▶ Job
Transcribe every line, keeping it exact.

▶ Extracted material
════════════════

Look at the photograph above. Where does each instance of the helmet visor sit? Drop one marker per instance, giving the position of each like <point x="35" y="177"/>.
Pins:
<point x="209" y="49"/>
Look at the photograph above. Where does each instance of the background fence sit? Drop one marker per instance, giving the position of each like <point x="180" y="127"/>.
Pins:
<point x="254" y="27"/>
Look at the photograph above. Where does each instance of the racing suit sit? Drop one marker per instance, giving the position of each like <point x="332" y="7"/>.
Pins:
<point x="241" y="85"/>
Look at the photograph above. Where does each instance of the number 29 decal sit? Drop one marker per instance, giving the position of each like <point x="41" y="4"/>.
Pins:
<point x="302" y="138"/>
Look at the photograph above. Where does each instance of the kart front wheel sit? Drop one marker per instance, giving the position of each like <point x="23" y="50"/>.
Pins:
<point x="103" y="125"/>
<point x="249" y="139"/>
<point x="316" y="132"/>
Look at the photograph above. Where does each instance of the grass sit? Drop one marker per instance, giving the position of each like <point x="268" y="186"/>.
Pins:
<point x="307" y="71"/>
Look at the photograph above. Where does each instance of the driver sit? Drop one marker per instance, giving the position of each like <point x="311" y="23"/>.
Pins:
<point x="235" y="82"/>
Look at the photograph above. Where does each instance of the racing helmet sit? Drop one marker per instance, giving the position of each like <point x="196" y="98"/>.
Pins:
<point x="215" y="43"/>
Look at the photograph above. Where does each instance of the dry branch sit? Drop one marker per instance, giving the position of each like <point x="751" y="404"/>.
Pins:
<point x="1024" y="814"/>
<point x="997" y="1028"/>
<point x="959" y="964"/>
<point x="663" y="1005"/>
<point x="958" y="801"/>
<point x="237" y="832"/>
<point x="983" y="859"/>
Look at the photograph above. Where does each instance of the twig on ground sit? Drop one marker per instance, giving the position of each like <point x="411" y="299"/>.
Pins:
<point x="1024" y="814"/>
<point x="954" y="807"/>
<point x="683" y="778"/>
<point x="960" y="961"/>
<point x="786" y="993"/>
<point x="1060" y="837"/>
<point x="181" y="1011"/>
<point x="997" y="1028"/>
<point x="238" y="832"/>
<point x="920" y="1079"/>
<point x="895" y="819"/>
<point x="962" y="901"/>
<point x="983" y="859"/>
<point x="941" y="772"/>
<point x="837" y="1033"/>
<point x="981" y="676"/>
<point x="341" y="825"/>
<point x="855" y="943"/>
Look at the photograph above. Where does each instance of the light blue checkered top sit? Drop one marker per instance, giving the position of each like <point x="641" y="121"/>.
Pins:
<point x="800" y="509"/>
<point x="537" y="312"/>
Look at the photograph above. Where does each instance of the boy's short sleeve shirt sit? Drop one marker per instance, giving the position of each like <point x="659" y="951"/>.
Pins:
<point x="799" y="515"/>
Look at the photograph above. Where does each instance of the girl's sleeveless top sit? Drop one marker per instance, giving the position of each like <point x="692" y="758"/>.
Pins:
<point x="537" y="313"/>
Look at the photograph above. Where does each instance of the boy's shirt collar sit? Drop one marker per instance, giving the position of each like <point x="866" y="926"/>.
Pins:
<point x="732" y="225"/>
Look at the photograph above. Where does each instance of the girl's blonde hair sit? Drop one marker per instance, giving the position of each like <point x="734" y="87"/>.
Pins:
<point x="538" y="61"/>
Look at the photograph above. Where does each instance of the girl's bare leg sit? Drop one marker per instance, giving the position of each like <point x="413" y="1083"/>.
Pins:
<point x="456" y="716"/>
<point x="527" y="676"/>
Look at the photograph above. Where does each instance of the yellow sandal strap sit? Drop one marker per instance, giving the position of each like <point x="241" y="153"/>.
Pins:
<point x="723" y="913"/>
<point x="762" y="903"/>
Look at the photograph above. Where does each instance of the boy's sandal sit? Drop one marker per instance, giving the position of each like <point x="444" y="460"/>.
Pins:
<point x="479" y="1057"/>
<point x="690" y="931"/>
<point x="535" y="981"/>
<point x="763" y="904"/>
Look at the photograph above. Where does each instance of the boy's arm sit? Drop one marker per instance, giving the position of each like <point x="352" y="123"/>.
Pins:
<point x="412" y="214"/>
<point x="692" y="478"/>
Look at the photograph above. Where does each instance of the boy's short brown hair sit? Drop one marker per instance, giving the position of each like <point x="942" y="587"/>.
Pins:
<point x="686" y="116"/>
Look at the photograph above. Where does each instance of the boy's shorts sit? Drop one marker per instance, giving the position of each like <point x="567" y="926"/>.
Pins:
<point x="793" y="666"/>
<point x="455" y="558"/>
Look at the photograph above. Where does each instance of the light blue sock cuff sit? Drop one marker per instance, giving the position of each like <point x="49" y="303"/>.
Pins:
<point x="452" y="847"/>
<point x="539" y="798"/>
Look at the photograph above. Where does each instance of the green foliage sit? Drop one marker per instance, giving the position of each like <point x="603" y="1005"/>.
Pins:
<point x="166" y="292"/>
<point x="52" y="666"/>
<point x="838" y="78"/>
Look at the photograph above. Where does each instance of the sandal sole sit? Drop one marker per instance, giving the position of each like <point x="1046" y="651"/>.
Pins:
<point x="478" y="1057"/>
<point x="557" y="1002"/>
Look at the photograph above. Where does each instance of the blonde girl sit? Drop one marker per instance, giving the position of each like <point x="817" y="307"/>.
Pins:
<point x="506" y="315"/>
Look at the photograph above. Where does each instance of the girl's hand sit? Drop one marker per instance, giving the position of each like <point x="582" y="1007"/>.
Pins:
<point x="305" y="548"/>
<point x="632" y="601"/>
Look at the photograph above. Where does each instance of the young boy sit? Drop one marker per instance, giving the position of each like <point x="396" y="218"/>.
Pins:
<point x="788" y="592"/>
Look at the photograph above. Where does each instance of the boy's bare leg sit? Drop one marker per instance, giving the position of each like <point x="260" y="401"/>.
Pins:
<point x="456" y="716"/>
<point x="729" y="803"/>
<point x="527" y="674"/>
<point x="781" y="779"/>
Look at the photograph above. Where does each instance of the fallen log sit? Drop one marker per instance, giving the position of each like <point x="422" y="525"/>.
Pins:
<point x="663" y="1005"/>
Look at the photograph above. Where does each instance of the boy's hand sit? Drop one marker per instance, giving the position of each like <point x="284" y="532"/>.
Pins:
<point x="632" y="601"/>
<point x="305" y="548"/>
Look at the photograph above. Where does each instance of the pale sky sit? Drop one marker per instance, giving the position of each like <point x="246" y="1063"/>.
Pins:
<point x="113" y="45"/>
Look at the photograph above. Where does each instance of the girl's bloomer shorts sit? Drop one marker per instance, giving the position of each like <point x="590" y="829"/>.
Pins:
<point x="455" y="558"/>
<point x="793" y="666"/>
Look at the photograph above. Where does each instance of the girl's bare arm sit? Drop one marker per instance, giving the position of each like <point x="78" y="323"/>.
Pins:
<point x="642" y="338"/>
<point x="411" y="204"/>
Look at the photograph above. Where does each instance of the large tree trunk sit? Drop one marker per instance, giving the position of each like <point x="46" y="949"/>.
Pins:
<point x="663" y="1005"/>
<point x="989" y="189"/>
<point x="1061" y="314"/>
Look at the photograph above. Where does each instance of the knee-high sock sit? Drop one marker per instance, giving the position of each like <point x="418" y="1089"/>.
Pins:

════════════════

▶ Output for this exercise
Look at the photograph above. Where does each instance of the helmet visor sit? Drop one marker per instance, giving the position of each like <point x="35" y="177"/>.
Pins:
<point x="209" y="49"/>
Look at the photograph above. Where does each instance of the background fence sit? Drop one marker per instance, giving the position of each like <point x="180" y="127"/>.
Pins:
<point x="254" y="27"/>
Look at the photograph above. Where does each instance of the racing suit sit? Drop one marker per instance, giving the position of each like <point x="332" y="7"/>.
Pins:
<point x="241" y="85"/>
Look at the photograph above. Where does each instance of the number 29 decal sit? Drop one marker per instance, giving the position of each like <point x="41" y="4"/>.
Pins:
<point x="302" y="138"/>
Look at the photograph above. Where does each instance of the kart front wheel sit? Drop one marker per instance, giving the position of each like <point x="23" y="50"/>.
Pins:
<point x="103" y="125"/>
<point x="249" y="139"/>
<point x="316" y="132"/>
Look at the photograph above. Where does each instance of the grass sit? Drop one marker per instance, giving the position of each like <point x="268" y="186"/>.
Pins:
<point x="307" y="71"/>
Look at the photograph above. Where does each instance of the driver sit? Drop one marker per instance, giving the position of each like <point x="311" y="23"/>.
Pins:
<point x="235" y="82"/>
Look at the photograph above. Where does each instance of the racing helmet sit? Drop one marker per instance, giving the position of each like <point x="196" y="98"/>.
Pins:
<point x="215" y="43"/>
Look at the photograph above. Where does each instance of the dry branch sit? Drop one marker per instance, giving the position of each like <point x="751" y="404"/>.
Pins:
<point x="1024" y="814"/>
<point x="997" y="1028"/>
<point x="959" y="964"/>
<point x="663" y="1005"/>
<point x="958" y="801"/>
<point x="237" y="832"/>
<point x="983" y="859"/>
Look at the photograph above. Where does each instance of the twig on ground sit? Drop one marker per instance, giving the position of each like <point x="411" y="299"/>.
Pins:
<point x="1024" y="814"/>
<point x="954" y="807"/>
<point x="683" y="778"/>
<point x="960" y="961"/>
<point x="786" y="993"/>
<point x="1060" y="837"/>
<point x="181" y="1011"/>
<point x="997" y="1028"/>
<point x="238" y="832"/>
<point x="920" y="1079"/>
<point x="895" y="819"/>
<point x="962" y="901"/>
<point x="983" y="859"/>
<point x="941" y="772"/>
<point x="837" y="1033"/>
<point x="981" y="676"/>
<point x="341" y="825"/>
<point x="855" y="943"/>
Look at the photograph above. Where does each instance of the light blue checkered top sit? Drop one marker per instance, giving the position of each like <point x="641" y="121"/>.
Pins:
<point x="800" y="509"/>
<point x="537" y="312"/>
Look at the photograph above. Where does each instance of the boy's short sleeve shirt sit? Drop one marker per instance, giving the position of each like <point x="659" y="951"/>.
Pins:
<point x="799" y="515"/>
Look at the photograph above. Where does each instance of the girl's sleeveless top sit? Drop one marker per instance, giving the position of each like <point x="692" y="758"/>.
Pins:
<point x="537" y="313"/>
Look at the photograph above. Where does each instance of the boy's shirt collar sit? Drop one marker per instance, giving the position of each like <point x="866" y="926"/>.
Pins:
<point x="732" y="225"/>
Look at the photograph above. Where does each instance of the girl's blonde hair sit? Drop one marker per instance, giving the position of each like <point x="734" y="87"/>.
Pins:
<point x="538" y="61"/>
Look at the photograph above. Where does each instance of the girl's bare leg sit? Drop one marker per instance, giving the position of each like <point x="413" y="1083"/>.
Pins:
<point x="456" y="716"/>
<point x="527" y="676"/>
Look at the photograph above. Where does each instance of the yellow sandal strap sit? Drop one marker per instance, giving the position of each like <point x="241" y="153"/>.
Pins:
<point x="723" y="913"/>
<point x="762" y="903"/>
Look at the photograph above. Where does each instance of the boy's sandal sit? Drop one marker per instance, giving the position of each like <point x="444" y="460"/>.
Pins:
<point x="479" y="1057"/>
<point x="690" y="931"/>
<point x="535" y="981"/>
<point x="763" y="904"/>
Look at the photograph above. Where does each instance of the boy's arm sit? Drop one marker per instance, giving the position of each like <point x="352" y="123"/>.
Pins:
<point x="412" y="214"/>
<point x="692" y="478"/>
Look at the photograph above. Where does each instance of the boy's short brown hair sit? Drop one marker per instance, giving the position of each like <point x="942" y="587"/>.
Pins:
<point x="686" y="116"/>
Look at the photograph above. Where does each instance of the boy's shorts sit? Drop one marker per instance, giving the position of each like <point x="567" y="926"/>.
Pins:
<point x="793" y="666"/>
<point x="455" y="558"/>
Look at the photograph above. Where does each instance of the light blue sock cuff sit? Drop one marker per instance, giving the position of each like <point x="49" y="303"/>.
Pins:
<point x="452" y="847"/>
<point x="539" y="798"/>
Look at the photograph above. Where does each instance of the green foliage sit? Drop one marker per instance, giving the position of each like <point x="603" y="1005"/>.
Pins:
<point x="166" y="292"/>
<point x="52" y="666"/>
<point x="838" y="78"/>
Look at the photograph above. Where does each instance of the sandal sole sit? Drop one marker per instance, giving the position of each like <point x="1046" y="651"/>.
Pins:
<point x="478" y="1057"/>
<point x="557" y="1002"/>
Look at the photograph above. Where does each instance of the blonde girl sit? Drop one marker per instance, giving the position of each like <point x="817" y="307"/>.
Pins:
<point x="506" y="315"/>
Look at the photograph above. Where does each instance of the girl's hand sit? Drop one marker per instance, giving the position of each like <point x="582" y="1007"/>.
Pins:
<point x="305" y="548"/>
<point x="632" y="601"/>
Look at the photograph above. Where does each instance of the young boy sit? Drop one marker per instance, giving the position of each like <point x="396" y="218"/>.
Pins:
<point x="788" y="592"/>
Look at the photograph above. Where does each instance of the boy's bare leg sit? Drop one marker per instance, giving the position of each like <point x="260" y="401"/>.
Pins:
<point x="456" y="716"/>
<point x="729" y="803"/>
<point x="527" y="674"/>
<point x="781" y="779"/>
Look at the photograph above. Where does each instance of the fallen log sit? Drop one marker per instance, giving the position of each like <point x="422" y="525"/>.
Pins:
<point x="663" y="1005"/>
Look at the photograph above. Where does each instance of the boy's hand sit? Drop one marker per instance, giving the position of each like <point x="284" y="532"/>.
Pins:
<point x="632" y="601"/>
<point x="305" y="548"/>
Look at the photograph above. Where does each instance of the pale sky sit? Drop one marker per instance, giving the position of each like <point x="246" y="1063"/>.
Pins:
<point x="113" y="45"/>
Look at the photograph above. Where does each instance of the girl's bloomer shorts sit? Drop one marker per instance, giving the position of each like <point x="590" y="829"/>.
Pins:
<point x="455" y="558"/>
<point x="793" y="666"/>
Look at the photograph above. Where does each instance of the girl's bare arm sit? Drop one marker per instance, giving the position of each like <point x="78" y="323"/>.
Pins:
<point x="642" y="338"/>
<point x="411" y="204"/>
Look at the photograph above. Where does each instance of the large tree trunk sit? Drop one marker per instance, giving the position of each like <point x="46" y="949"/>.
Pins:
<point x="663" y="1005"/>
<point x="989" y="189"/>
<point x="1061" y="314"/>
Look at the photograph above. Where does each instance of the knee-high sock sit? Drop one marker per instance, giving the position of each like <point x="418" y="1089"/>.
Pins:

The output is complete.